## START Text extract
## Sholastic Data Challenge Introduction
This project is based on an Analytics Challenge hosted by the Institute for Business and Information Technology (IBIT) at Temple University in 2020. The dataset was downloaded from its website and the dataset is a real world data and was porvided by Scholastic for the competition.

### What will the children’s book market look like in the future?

Scholastic is a major international publishing, educational, and media company with a focus on books and educational materials designed to support children’s literacy and cultivate a passion for reading and knowledge which will continue throughout life. Scholastic’s mission is driven by its credo LINK which articulates this goal for the company.

Scholastic has many different channels through which it distributes the books it publishes. At times these channels work collaboratively to reach new customers in different ways, but at times there can be significant overlap between these channels. Through analyzing the interactions of these channels Scholastic seeks to better understand the children’s book market, vis-a-vis demographics, geography, genre, and price.

In the spirit of Scholastic’s mission of cultivating learning, the provided data is presented in a realistic manner, as a small snapshot of Scholastic’s sales between two separate distribution channels across the nation. In an effort to make this a realistic scenario, the data presented is not fully cleaned and there are many additional interesting variables which it is the job of the analyst to identify and evaluate.
## END Text extract
## START Extracted records
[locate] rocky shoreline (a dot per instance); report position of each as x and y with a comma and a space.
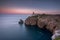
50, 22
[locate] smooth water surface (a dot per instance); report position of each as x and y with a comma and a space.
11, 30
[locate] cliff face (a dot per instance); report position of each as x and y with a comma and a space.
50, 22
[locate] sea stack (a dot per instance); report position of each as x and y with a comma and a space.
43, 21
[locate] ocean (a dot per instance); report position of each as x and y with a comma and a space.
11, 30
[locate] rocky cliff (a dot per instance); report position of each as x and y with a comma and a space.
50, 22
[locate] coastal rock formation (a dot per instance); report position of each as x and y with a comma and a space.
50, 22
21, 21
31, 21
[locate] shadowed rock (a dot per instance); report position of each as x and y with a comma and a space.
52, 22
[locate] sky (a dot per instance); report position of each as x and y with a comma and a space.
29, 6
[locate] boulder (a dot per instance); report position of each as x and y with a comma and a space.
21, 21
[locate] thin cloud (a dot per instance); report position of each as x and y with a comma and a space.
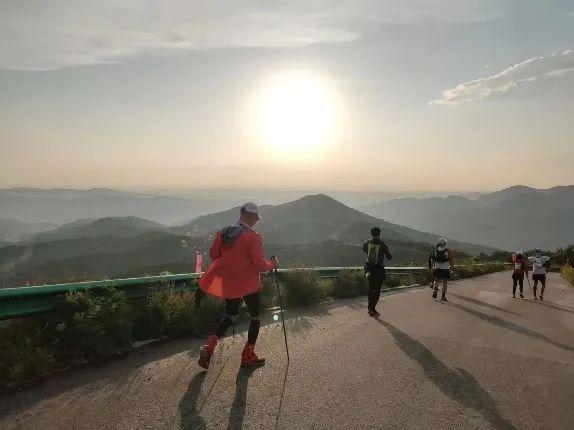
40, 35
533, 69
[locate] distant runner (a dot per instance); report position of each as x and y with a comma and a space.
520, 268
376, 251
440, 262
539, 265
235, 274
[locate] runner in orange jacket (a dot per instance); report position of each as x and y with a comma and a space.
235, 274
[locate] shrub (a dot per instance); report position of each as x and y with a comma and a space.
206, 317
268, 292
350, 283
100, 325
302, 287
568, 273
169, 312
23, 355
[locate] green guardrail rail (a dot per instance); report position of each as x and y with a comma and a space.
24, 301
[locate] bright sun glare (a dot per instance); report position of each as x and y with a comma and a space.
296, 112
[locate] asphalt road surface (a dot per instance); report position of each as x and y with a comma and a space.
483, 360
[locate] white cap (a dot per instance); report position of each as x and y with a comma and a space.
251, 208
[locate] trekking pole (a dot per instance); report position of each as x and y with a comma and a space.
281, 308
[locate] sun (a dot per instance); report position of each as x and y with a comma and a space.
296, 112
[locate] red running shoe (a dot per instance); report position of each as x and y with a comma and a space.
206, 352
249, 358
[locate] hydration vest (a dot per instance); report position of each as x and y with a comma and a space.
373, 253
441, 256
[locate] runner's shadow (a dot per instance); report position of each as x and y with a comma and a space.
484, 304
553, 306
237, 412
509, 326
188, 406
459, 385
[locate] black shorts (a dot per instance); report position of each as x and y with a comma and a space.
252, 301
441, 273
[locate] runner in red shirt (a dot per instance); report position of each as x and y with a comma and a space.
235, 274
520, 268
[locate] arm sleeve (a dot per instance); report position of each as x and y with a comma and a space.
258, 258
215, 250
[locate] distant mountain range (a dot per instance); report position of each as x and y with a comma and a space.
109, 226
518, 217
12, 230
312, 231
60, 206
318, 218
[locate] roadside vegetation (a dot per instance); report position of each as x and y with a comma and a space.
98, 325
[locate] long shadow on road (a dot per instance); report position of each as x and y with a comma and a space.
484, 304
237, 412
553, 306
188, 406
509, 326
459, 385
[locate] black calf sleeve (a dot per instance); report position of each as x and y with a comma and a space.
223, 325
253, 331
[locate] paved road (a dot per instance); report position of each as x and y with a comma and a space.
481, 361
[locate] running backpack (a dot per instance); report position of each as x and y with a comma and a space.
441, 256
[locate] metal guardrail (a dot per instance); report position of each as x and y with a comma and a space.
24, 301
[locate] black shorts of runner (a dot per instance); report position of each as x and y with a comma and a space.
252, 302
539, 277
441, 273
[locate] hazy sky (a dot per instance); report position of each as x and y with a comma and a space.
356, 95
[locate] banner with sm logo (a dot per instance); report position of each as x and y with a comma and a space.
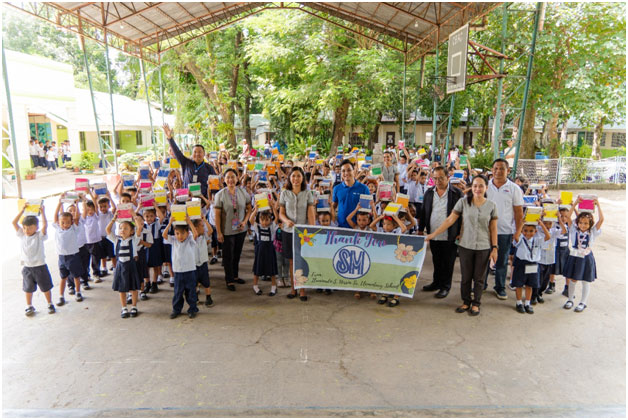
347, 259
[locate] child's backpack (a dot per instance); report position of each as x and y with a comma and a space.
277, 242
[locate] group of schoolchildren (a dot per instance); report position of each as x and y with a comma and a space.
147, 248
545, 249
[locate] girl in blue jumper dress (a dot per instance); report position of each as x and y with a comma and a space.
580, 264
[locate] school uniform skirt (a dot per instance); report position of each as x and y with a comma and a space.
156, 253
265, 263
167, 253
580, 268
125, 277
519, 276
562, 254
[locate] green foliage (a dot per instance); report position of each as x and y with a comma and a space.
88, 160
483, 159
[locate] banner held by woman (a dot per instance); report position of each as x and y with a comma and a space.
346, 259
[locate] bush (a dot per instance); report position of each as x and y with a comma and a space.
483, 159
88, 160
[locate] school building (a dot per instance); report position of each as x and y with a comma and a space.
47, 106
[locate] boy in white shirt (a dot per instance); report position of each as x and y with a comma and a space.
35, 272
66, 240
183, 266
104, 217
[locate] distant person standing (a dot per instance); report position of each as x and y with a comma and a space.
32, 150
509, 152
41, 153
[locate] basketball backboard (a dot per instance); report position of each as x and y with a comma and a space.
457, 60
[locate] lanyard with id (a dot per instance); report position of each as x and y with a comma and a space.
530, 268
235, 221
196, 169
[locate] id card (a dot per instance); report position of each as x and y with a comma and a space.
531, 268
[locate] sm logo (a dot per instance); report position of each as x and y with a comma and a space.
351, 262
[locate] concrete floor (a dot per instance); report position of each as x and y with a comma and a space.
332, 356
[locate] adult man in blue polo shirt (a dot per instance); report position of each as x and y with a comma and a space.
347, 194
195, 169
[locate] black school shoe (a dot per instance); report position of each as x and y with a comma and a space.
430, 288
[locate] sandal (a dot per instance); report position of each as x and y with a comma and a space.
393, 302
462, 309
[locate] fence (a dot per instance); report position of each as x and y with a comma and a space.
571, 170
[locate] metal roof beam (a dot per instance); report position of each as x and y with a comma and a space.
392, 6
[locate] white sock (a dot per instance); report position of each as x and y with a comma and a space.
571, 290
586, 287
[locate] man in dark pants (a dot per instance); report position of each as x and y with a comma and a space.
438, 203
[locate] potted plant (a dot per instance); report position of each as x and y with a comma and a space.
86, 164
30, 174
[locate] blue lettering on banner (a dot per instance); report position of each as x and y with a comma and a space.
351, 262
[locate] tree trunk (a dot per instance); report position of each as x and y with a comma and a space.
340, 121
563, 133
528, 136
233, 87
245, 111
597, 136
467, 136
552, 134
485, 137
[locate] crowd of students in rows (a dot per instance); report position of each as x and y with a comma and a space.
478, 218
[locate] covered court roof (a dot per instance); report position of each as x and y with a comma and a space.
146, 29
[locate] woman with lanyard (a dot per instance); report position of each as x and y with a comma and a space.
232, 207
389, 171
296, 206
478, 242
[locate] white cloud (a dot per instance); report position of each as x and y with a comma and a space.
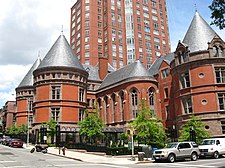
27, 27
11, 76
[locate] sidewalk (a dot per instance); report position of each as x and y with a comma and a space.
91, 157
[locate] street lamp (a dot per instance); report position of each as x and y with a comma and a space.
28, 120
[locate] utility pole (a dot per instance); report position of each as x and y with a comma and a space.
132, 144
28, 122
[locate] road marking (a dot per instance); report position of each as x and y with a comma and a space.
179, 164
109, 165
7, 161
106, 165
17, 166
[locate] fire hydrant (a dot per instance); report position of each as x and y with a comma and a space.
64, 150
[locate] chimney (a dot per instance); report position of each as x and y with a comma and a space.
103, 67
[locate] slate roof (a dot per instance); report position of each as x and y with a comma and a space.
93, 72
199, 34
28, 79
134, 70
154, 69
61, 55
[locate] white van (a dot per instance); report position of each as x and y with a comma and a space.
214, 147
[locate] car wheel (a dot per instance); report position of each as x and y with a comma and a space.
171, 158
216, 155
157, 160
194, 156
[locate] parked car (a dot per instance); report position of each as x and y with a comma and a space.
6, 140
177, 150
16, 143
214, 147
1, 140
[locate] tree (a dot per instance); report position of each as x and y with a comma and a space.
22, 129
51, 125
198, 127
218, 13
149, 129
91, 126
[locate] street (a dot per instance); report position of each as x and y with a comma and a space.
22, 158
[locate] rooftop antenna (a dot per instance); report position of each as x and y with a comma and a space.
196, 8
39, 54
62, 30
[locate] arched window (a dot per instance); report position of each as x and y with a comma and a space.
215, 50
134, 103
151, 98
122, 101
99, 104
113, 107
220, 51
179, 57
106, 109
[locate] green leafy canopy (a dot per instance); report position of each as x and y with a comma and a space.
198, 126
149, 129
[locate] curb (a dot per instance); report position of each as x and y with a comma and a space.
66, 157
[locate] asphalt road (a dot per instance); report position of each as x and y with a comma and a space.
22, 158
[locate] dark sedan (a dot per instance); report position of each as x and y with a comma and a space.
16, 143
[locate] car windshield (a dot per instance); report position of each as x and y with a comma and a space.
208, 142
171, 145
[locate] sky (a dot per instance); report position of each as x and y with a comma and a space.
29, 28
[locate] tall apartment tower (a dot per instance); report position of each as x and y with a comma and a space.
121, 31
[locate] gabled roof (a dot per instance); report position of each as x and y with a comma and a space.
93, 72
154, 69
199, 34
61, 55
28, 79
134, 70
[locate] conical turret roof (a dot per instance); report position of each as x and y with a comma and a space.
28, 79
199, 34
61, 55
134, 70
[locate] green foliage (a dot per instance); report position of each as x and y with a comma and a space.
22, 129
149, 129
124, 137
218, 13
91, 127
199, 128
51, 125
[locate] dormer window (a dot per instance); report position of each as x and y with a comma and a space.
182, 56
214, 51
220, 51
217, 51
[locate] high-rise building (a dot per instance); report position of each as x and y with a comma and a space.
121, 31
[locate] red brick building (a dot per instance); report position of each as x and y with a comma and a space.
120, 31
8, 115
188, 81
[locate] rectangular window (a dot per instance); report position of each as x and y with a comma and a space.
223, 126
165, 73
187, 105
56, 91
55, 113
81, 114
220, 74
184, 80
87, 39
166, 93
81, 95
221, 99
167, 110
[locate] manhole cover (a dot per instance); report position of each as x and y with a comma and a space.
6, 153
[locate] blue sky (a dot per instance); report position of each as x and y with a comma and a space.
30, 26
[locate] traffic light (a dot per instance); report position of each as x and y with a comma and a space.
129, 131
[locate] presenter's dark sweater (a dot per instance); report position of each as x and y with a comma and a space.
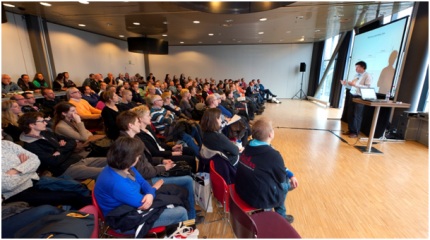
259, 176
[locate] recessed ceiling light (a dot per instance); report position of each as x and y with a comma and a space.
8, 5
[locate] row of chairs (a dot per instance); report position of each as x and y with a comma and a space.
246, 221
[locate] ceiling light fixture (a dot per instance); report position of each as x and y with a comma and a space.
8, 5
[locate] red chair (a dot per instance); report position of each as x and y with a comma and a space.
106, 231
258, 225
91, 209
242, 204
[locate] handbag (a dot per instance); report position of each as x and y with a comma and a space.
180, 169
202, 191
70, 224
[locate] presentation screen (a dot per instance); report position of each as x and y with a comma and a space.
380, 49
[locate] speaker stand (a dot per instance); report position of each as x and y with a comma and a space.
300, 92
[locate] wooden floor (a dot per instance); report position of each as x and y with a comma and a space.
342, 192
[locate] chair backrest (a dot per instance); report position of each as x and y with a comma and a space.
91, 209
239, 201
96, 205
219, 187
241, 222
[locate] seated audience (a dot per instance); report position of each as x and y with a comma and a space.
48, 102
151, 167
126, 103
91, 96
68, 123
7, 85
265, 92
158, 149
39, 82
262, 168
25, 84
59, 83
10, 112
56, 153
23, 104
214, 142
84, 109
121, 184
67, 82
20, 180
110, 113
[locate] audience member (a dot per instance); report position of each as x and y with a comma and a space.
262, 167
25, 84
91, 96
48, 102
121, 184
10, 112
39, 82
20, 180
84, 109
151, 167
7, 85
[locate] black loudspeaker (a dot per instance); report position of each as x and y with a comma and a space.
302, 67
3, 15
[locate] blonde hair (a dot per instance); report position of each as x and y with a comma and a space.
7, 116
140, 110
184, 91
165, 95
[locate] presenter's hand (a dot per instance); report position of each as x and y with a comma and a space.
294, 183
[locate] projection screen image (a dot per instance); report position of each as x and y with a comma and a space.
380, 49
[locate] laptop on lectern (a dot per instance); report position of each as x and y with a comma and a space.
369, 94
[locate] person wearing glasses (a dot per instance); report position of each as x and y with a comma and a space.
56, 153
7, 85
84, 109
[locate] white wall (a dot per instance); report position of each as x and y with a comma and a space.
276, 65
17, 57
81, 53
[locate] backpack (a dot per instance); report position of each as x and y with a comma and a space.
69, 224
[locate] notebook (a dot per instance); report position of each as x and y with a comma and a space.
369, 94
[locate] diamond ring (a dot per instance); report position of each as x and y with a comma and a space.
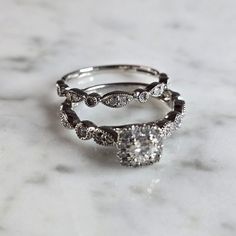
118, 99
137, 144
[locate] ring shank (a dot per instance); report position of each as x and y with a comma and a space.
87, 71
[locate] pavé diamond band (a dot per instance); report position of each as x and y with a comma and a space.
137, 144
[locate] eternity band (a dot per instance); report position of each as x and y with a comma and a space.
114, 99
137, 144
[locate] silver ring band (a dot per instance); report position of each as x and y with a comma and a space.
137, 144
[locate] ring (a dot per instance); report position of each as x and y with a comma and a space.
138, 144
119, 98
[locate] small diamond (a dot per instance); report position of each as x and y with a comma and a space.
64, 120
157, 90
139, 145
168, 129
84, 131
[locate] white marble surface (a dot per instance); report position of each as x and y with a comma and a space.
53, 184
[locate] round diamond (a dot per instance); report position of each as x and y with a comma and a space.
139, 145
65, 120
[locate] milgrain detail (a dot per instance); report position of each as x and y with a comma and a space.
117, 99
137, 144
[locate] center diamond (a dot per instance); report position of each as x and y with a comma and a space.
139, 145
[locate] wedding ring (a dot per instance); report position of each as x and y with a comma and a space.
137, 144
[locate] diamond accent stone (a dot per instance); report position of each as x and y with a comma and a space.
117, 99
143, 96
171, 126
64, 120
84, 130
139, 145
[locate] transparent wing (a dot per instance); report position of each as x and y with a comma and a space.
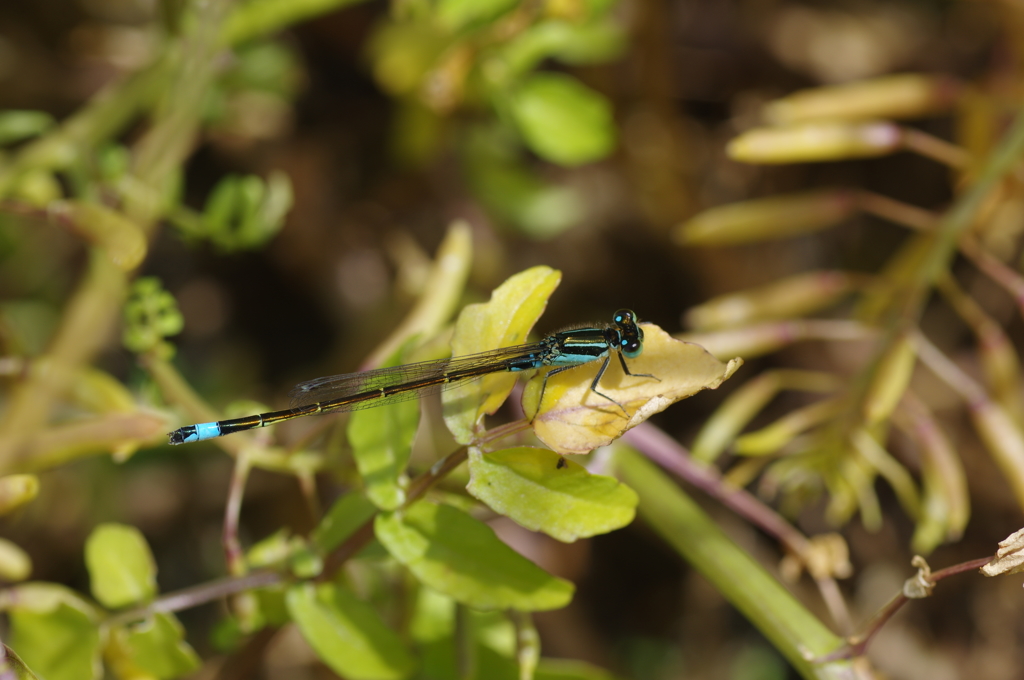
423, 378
## END Extracted records
Problem set ->
1. In the Scholastic challenge introduction, which institute hosted the Analytics Challenge the project is based on?
2. Pick up the Scholastic challenge introduction after its last sentence and continue it.
The data has nothing to do with the Scholastic challenge introduction.

Answers for the exercise ->
1. The Institute for Business and Information Technology (IBIT) at Temple University hosted it.

2.
Start your analysis by answering question 1 below, and then answer at least one or more of the remaining questions.

1. What trends do you see in the data, among / demographics, genre/ theme, and price?
2. What does the data suggest about Scholastic’s distribution channels, and how would you recommend structuring a distribution strategy?
3. What other publically available data can you append (Census, state, region, etc.), to provide further insight?
4. Formulate a unified strategy for marketing between the two channels. Where are there areas of significant overlap between the channels, and what strategy do you suggest to prevent unintentional competition between channels?

Below are all features in this dataset

- Title: Title of product sold
- TITLE_CODE: Unique ID for titles
- CHANNEL: Masked channel description of channel through which the product was distributed to the customer
- PROD_TYP: Indicator if the product is a paperback or hardback
- SERIES: Y/N indicator if the product is part of a series
- CH1_GENRE: Genre listing for product from Channel 1 database
- CH1_THEME: Theme listing for product from Channel 1 database
- CH2_CATEGORY: Category listing for product from Channel 2 database
- CH2_SUBCATEGORY: Subcategory listing for product from Channel 2 database
- LEXILE_11_DESC: Lexile measures for product. Note this field is not always complete for every Scholastic product. For more information on Lexile codes, see links below:
 - : https://lexile.com/educators/measuring-growth-with-lexile/lexile-measures-grade-equivalents/
 - : https://lexile.com/educators/find-books-at-the-right-level/about-lexile-codes/
- total_units: Number of products sold 
- UNIT_PRICE: Unit price of product sold
- SCHOOL_TYPE: Indicator if the school where the product was sold was public or not.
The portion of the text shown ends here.